DATA SHOWN:
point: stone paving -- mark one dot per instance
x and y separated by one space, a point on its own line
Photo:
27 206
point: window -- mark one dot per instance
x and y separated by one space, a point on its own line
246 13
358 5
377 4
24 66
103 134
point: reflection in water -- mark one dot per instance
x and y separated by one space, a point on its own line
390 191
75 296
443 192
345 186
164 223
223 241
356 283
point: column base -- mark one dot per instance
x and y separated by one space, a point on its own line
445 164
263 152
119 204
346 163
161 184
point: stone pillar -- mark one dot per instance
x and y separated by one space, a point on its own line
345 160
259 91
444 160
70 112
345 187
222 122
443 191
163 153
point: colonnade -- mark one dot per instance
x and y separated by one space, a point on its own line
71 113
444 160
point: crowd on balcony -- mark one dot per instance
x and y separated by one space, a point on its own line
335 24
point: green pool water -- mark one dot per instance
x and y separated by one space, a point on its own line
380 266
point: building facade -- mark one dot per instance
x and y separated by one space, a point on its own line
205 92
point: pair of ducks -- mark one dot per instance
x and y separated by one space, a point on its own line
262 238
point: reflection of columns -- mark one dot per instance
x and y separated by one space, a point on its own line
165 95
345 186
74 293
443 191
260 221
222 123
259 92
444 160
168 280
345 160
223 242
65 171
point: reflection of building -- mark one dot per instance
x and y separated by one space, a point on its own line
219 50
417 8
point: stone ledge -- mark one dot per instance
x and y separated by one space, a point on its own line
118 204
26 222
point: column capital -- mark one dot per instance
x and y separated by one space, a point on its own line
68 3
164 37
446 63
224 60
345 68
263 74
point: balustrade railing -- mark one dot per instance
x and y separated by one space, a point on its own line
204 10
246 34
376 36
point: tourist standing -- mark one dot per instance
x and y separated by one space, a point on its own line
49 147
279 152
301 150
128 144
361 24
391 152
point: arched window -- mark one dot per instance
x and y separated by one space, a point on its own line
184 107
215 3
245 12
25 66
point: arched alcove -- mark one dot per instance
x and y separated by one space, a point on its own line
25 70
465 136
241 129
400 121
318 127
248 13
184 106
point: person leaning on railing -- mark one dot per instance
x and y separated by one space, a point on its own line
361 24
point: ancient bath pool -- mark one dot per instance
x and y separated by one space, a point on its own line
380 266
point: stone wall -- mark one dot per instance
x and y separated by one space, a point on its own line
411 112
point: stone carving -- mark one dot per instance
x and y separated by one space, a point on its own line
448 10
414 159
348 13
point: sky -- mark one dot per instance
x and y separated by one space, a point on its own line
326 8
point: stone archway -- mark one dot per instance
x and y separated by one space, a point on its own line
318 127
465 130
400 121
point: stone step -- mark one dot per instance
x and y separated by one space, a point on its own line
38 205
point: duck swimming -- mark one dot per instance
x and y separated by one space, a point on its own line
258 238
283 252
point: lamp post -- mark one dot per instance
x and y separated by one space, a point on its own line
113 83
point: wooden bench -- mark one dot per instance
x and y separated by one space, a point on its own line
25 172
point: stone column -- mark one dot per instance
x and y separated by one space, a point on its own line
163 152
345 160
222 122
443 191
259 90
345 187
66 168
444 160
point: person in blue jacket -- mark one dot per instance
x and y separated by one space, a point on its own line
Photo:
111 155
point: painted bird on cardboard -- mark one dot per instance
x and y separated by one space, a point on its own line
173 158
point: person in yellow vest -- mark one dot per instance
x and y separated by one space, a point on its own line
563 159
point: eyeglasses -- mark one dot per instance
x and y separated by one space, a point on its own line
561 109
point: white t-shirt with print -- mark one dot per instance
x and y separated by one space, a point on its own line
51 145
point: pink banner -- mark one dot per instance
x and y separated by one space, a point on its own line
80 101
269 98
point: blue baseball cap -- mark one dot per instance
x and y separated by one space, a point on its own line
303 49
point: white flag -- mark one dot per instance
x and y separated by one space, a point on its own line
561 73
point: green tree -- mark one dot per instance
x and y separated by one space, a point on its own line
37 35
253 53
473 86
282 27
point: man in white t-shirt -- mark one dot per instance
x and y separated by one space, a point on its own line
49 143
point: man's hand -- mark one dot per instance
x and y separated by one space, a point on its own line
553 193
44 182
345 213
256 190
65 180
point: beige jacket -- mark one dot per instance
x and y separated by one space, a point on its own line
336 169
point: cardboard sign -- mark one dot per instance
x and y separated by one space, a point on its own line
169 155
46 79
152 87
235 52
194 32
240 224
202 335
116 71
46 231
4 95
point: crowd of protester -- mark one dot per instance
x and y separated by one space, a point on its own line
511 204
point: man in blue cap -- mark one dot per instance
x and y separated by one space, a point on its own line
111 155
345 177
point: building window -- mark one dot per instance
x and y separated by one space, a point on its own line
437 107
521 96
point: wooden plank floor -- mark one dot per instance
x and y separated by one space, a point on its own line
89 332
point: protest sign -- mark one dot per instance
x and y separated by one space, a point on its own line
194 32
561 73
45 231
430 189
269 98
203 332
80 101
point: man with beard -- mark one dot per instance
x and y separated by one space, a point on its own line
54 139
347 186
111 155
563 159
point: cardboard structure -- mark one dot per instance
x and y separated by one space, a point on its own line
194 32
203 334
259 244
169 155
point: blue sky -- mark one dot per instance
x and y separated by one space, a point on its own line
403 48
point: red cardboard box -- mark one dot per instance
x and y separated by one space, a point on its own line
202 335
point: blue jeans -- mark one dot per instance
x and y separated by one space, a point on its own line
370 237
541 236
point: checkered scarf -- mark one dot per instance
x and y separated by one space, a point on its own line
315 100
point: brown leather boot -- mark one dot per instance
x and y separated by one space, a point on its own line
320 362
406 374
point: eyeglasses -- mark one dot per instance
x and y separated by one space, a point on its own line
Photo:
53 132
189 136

PROBLEM STATEMENT: Write out all the lines again, exactly as they are.

EXERCISE SOLUTION:
point: stone paving -- mark one dot per instance
x and y separated by one space, a point on its own line
Photo:
27 206
point: window -- mark one dot per instance
x and y separated by one space, a point on its own line
246 13
358 5
377 4
24 66
103 134
point: reflection in water -- mark one dot per instance
x and y separated by one space, a point on its own line
390 191
75 296
443 192
345 186
164 223
223 241
356 283
point: column base -- mark one dot per instance
x and y separated by one space, a point on its own line
445 164
263 152
119 204
346 163
161 184
point: stone pillar -- mark one dot per instance
x and y separated by one space, a point on its own line
345 160
259 91
444 160
70 112
345 187
222 122
443 191
163 153
point: colonnade -- mark one dot per instance
x and y separated by one space, a point on its own line
71 113
444 160
point: crowd on balcony -- mark one dot per instance
x and y separated by one space, a point on its own line
335 24
point: green pool water -- mark one dot per instance
x and y separated by one space, a point on its own line
380 266
point: building facade -- mark one dot per instance
x and y separated by one space, a point on its own line
205 92
point: pair of ducks -- mark one dot per instance
x and y separated by one space, a point on its own line
262 238
point: reflection of columns -- mark one dot per instance
x and y separated by one space, a point on its own line
165 95
345 186
74 293
443 191
260 221
222 123
259 92
444 160
168 280
345 160
223 242
65 171
point: reflection of building -- mark one dot per instance
x and y separated by one space, a point on its own line
219 50
417 8
point: stone ledge -- mark one dot per instance
x and y separated by one space, a point on its own line
118 204
26 222
point: column capital -- mark one dot per instance
x and y separated by one space, a point on its own line
68 3
164 37
446 63
224 60
345 68
263 74
point: balustrade railing -- mark one dot per instance
x and y separated by one space, a point on its own line
204 10
246 34
376 36
point: tourist standing -- mark one dot per instance
x and y separated by one space, a point on its own line
49 147
279 152
301 150
128 144
361 24
391 152
point: arched window -- mark one dot per instance
x and y separated by one space, a point on its own line
184 107
215 3
245 12
25 66
point: arched alcove -- mark one dot per instance
x and y separated by one space, a point on its own line
25 70
465 136
241 129
400 121
318 127
248 13
184 106
point: person leaning on railing -- mark one dot per instance
x and y separated by one space, a point on its own line
361 24
point: ancient bath pool -- mark one dot per instance
x and y separated by one space, a point on its own line
380 266
point: stone wall -- mark one dot per instance
x and y separated by one space, a point on its own line
411 112
point: stone carving -- mark one dot per instance
x and y separated by one space, a point on its own line
448 10
414 159
348 13
point: sky -- mark one dot per instance
x and y separated by one space, a point on its own line
326 8
point: stone archway -- mark one dot per instance
x and y separated by one space, a point on its own line
318 127
465 130
400 121
point: stone step -- mark one dot per instance
x and y separated by one space, a point on its own line
38 205
point: duck swimming -- mark one dot per instance
x and y separated by one space, a point on its own line
258 238
283 252
point: lamp post -- mark one dot per instance
x and y separated by one space, a point on its own line
113 83
point: wooden bench -- mark one dot per instance
x and y separated by one space, a point on its own line
25 172
point: stone column -- mark one dot per instance
x and y separated by one space, a point on its own line
163 152
345 160
222 122
443 191
259 90
345 187
66 168
444 160
point: person in blue jacket -- mark one dot per instance
x and y separated by one space, a point on its own line
Photo:
111 155
point: painted bird on cardboard -- mark one dot per instance
x and y separated by one space, a point on its own line
173 158
point: person in yellow vest -- mark one dot per instance
x and y separated by one space, a point on its own line
563 159
point: eyeglasses -- mark one dot per instance
x and y separated by one space, a point on its own line
561 109
point: white t-shirt with print -- mark one dot per instance
x and y separated by one space, a point on its own line
51 145
point: pink banner -- mark one dot per instance
x and y separated by one space, a point on its own line
80 101
269 98
point: blue baseball cap -- mark one dot per instance
x and y separated by one space, a point on its own line
303 49
point: white flag -- mark one dot per instance
x and y separated by one space, a point on its own line
561 73
point: green tree -- mark one dot per instance
x and y separated by one space, a point on its own line
37 35
253 53
473 86
282 27
point: man in white t-shirt -- mark one dot per instance
x and y separated by one space, a point on its own line
49 143
point: man's hand -- mark one dot per instance
x and y separated by one space, a point on its own line
553 193
44 182
345 213
256 190
65 180
point: beige jacket -- mark one dot per instance
x and y separated by one space, a point on its own line
336 169
point: cardboard sign -- mark one dot per instance
x and y separated by one space, a point on its own line
169 155
46 79
152 87
235 52
194 32
240 224
202 335
116 71
46 231
4 95
point: crowd of protester -- mark one dot per instance
x and y separated by one space, a point on its own line
511 204
point: man in blue cap -- mark one dot per instance
x and y separated by one space, a point on its own line
111 155
345 177
point: building window -- mark one dot per instance
x and y separated by one space, a point on its own line
437 107
521 96
point: wooden plank floor -- mark one dot per instance
x and y separated by one space, a point on its own line
89 332
point: protest sign -- mark one dot per instance
x and y separated by one space, a point on its own line
194 32
561 73
45 231
430 189
269 98
203 332
80 101
point: man with beard -- mark one dot per instance
x and y separated by one space, a point on its own line
54 139
347 186
111 155
563 159
point: cardboard structure -- mark one dot per instance
x and y separated by one space, a point on its own line
194 32
203 334
259 244
169 155
point: blue sky -- mark one dot per instance
x and y separated by one space, a point on its own line
403 48
point: red cardboard box -- mark one dot per instance
x and y separated by one space, a point on its own line
202 335
point: blue jeans -- mark one dot per instance
x and y separated by one space, a point on its own line
370 237
541 236
point: checkered scarf -- mark one dot per instance
x and y separated by one space, a point on its own line
315 100
point: brown leather boot -- mark one dot per instance
x and y separated by one space, a point on its own line
320 362
406 374
point: eyeglasses -- mark one dot per instance
x and y separated by one space, a point on its own line
Photo:
53 132
189 136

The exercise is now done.